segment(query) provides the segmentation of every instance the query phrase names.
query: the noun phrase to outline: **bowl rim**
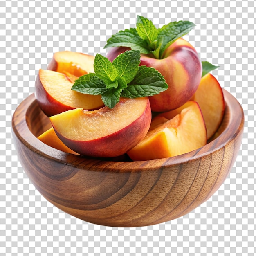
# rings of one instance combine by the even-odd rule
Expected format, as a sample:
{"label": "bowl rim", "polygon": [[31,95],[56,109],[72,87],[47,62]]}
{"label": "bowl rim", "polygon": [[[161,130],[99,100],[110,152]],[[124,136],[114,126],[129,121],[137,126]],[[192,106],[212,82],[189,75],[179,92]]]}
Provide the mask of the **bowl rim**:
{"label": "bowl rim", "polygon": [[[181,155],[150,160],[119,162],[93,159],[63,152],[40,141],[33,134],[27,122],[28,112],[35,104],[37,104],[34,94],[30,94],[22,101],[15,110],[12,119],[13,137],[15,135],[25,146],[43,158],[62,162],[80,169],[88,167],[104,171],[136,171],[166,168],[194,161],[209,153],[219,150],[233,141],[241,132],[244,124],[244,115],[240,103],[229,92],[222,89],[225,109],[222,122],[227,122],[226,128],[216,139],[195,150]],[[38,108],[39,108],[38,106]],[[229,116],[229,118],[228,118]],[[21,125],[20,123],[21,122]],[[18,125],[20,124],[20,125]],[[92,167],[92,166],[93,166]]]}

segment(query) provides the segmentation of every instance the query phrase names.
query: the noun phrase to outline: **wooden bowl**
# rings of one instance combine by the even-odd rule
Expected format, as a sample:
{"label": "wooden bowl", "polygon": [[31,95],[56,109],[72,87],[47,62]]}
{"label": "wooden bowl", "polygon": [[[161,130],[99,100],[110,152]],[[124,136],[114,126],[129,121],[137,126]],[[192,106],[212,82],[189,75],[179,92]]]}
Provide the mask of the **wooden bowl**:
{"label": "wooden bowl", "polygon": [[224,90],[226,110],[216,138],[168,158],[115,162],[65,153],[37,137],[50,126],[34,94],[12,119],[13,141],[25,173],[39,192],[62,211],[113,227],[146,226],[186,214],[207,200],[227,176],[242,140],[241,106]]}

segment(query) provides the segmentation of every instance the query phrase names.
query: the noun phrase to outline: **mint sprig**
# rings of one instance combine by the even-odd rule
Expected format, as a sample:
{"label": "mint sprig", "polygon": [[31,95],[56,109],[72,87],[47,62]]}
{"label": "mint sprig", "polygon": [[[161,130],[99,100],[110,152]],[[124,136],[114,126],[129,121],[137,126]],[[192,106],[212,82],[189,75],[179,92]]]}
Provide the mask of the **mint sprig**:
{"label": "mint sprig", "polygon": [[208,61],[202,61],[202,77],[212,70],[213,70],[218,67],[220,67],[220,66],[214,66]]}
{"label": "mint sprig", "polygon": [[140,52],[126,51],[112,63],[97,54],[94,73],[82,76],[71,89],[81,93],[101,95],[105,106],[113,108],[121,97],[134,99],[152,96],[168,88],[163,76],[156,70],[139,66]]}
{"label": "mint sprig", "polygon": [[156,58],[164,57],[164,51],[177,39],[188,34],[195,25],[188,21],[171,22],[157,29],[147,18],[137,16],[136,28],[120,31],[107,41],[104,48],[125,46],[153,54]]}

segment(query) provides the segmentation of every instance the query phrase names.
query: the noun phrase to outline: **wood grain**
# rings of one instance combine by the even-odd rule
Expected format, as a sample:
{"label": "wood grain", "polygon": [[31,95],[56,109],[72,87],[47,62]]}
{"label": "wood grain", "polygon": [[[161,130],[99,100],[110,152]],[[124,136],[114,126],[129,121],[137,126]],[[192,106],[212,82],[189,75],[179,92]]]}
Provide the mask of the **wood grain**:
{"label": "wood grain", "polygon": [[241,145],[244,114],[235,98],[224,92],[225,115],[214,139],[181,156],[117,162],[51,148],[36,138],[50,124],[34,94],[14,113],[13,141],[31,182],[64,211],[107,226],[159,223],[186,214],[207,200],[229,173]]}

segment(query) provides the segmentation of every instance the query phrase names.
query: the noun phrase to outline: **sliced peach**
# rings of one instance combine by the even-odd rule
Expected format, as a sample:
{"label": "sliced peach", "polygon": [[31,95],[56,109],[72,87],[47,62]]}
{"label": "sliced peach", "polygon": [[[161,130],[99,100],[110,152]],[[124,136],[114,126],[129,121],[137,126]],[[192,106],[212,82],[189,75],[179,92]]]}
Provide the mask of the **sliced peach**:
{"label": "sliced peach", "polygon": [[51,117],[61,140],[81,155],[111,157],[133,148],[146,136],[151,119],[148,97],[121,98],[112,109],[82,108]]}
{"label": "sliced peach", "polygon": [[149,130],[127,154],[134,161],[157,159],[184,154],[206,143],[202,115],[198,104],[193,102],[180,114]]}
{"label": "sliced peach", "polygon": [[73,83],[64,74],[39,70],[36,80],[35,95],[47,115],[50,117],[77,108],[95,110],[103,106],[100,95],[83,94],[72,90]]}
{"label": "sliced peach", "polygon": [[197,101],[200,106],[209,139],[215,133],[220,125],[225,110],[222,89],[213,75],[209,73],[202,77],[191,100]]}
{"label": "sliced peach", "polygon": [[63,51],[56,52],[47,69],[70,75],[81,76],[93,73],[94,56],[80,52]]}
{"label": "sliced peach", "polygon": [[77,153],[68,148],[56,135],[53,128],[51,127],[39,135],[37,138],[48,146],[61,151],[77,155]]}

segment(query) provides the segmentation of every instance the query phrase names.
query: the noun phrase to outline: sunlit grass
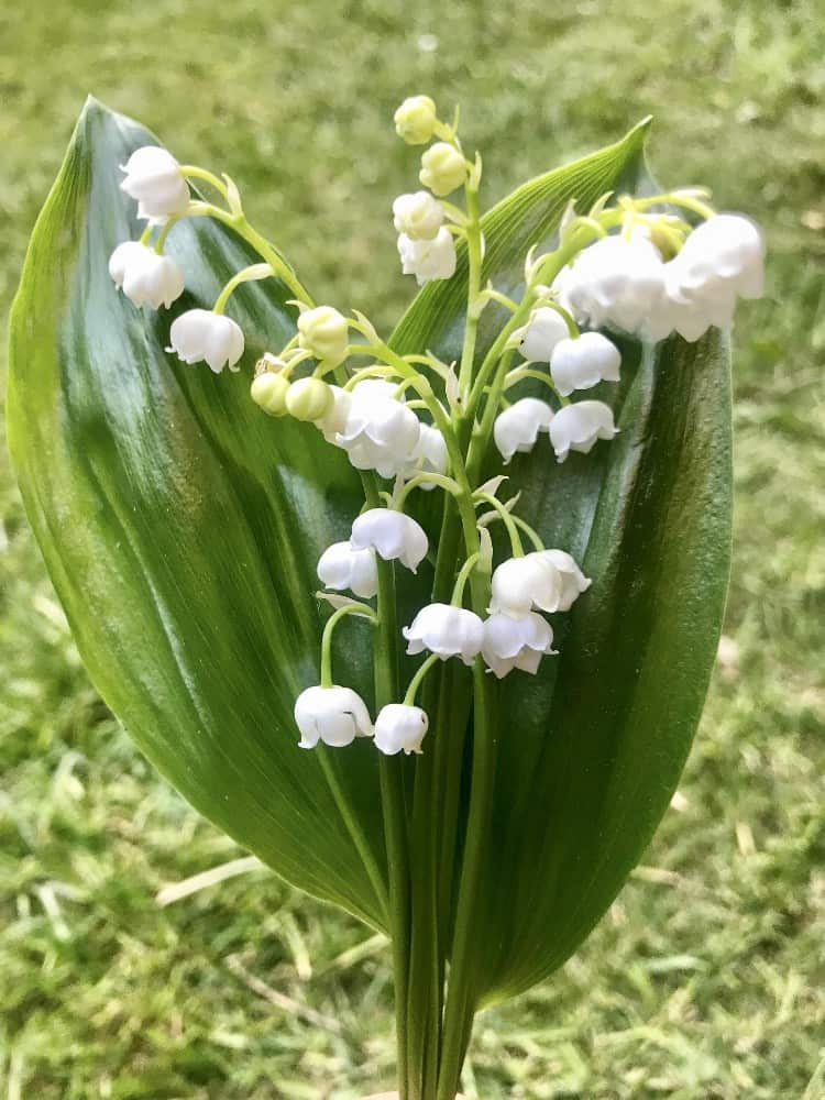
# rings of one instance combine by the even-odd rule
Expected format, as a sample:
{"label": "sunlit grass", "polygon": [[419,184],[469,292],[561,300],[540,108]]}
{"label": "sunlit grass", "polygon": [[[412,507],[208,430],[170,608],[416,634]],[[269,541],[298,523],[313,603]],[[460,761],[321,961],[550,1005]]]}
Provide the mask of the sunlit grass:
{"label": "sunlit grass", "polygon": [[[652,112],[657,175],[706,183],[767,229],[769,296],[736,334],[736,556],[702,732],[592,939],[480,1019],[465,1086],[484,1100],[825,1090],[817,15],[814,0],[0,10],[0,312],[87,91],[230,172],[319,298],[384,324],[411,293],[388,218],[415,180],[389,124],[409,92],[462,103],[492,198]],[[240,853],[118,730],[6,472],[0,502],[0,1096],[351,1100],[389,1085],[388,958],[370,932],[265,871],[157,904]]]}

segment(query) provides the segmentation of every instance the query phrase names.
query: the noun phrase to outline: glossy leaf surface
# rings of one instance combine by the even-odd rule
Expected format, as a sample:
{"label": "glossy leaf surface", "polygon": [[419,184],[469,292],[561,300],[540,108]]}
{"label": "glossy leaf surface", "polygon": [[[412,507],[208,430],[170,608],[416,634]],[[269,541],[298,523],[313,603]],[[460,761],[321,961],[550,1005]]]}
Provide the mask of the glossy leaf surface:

WHAT IS ASKED: Find every line in the material above that contains the word "outline" and copy each of those lines.

THE RESULT:
query: the noun phrase to outline: **bowl rim**
query: the noun phrase to outline: **wooden bowl**
query: the noun phrase to outline: **mint sprig**
query: the noun phrase to outline: **wood grain**
query: the noun phrase to outline: **sliced peach**
query: the noun phrase to outline: sunlit grass
query: the noun phrase to outline: glossy leaf surface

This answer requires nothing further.